**Problem to solve**
Could you please output all of the records exactly?

[[ Material for the task, beginning ]]

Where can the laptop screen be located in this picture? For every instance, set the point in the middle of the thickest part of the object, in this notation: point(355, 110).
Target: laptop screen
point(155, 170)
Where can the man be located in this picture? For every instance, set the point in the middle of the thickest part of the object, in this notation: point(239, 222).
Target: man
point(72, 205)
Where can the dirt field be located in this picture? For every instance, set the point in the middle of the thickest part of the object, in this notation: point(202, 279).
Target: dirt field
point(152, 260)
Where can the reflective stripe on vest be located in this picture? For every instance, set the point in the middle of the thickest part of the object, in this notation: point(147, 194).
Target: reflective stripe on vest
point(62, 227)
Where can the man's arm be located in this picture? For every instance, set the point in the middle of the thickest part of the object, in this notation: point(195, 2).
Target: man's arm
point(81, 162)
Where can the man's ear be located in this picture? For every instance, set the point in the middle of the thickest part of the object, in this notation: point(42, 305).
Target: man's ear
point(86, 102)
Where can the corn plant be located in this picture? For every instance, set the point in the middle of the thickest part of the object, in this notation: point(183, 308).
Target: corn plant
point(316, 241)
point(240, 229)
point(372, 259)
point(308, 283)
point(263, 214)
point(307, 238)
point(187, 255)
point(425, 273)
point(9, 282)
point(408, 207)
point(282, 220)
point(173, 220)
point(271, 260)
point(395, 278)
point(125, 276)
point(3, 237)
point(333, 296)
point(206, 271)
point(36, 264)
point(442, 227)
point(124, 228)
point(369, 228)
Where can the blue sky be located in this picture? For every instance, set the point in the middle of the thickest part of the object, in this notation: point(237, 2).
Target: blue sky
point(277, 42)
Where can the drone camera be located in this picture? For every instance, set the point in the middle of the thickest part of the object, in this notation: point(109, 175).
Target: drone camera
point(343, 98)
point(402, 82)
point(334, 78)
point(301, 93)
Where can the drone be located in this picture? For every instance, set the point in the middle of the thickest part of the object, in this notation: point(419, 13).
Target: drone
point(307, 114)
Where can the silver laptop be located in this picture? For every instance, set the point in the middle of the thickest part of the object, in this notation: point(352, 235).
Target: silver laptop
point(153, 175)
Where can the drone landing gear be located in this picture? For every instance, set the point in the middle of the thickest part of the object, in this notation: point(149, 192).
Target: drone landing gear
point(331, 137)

[[ Material for the task, end ]]

**Task result**
Where can the laptop screen be located in this picture? For every instance, set the point in the middle of the thickest part of the object, in this notation: point(355, 110).
Target: laptop screen
point(155, 170)
Where can the man be located in this picture? For every instance, set the point in the middle of the thickest part of the object, in this notation: point(239, 222).
Target: man
point(72, 205)
Where can the dirt field be located in this picture? For every instance, set the point in the middle of the thickest part of the object, in this notation: point(202, 279).
Target: dirt field
point(152, 260)
Where can the reflective stripe on vest be located in this picture? For every instance, set the point in the middle of the thickest part of the object, in this notation: point(147, 194).
Target: reflective stripe on vest
point(62, 227)
Where can the man's arm be located in this picture? For every instance, set the point in the middle of the thickest part of the object, in this notation: point(195, 2).
Target: man's arm
point(81, 162)
Where can the man's ear be located in this picture? For every instance, set the point in the middle of the thickest part of the object, in this notation: point(42, 305).
Target: man's ear
point(86, 102)
Where can the corn plant be located in this picture? For every instance, set the point in the middle of the thickest part of the object, in this notation: point(183, 308).
Target: corn plant
point(316, 241)
point(240, 229)
point(372, 259)
point(308, 283)
point(263, 214)
point(307, 238)
point(187, 255)
point(425, 273)
point(9, 282)
point(408, 207)
point(282, 220)
point(173, 220)
point(271, 260)
point(395, 278)
point(125, 276)
point(3, 237)
point(333, 296)
point(206, 271)
point(36, 264)
point(442, 227)
point(124, 228)
point(369, 228)
Where can the blue sky be located in this picture? For every instance, set the point in the middle of the thickest part of the object, in this notation: point(237, 2).
Target: blue sky
point(277, 42)
Where can the drone camera be located in this picture? For every instance, set the point in the middle of the thickest part of the object, in this notation: point(109, 175).
Target: drone camera
point(343, 98)
point(402, 82)
point(334, 78)
point(301, 93)
Where can the drone be located in this picture? For every instance, set the point in the middle of the thickest part of the object, in this notation: point(419, 13).
Target: drone
point(307, 114)
Where can the silver laptop be located in this picture? For every instance, set the point in the middle of the thickest part of the object, in this notation: point(352, 235).
Target: silver laptop
point(153, 175)
Where can the drone landing gear be located in this picture? For every instance, set the point in the middle of the thickest part of the object, in this notation: point(149, 192).
Target: drone landing gear
point(331, 137)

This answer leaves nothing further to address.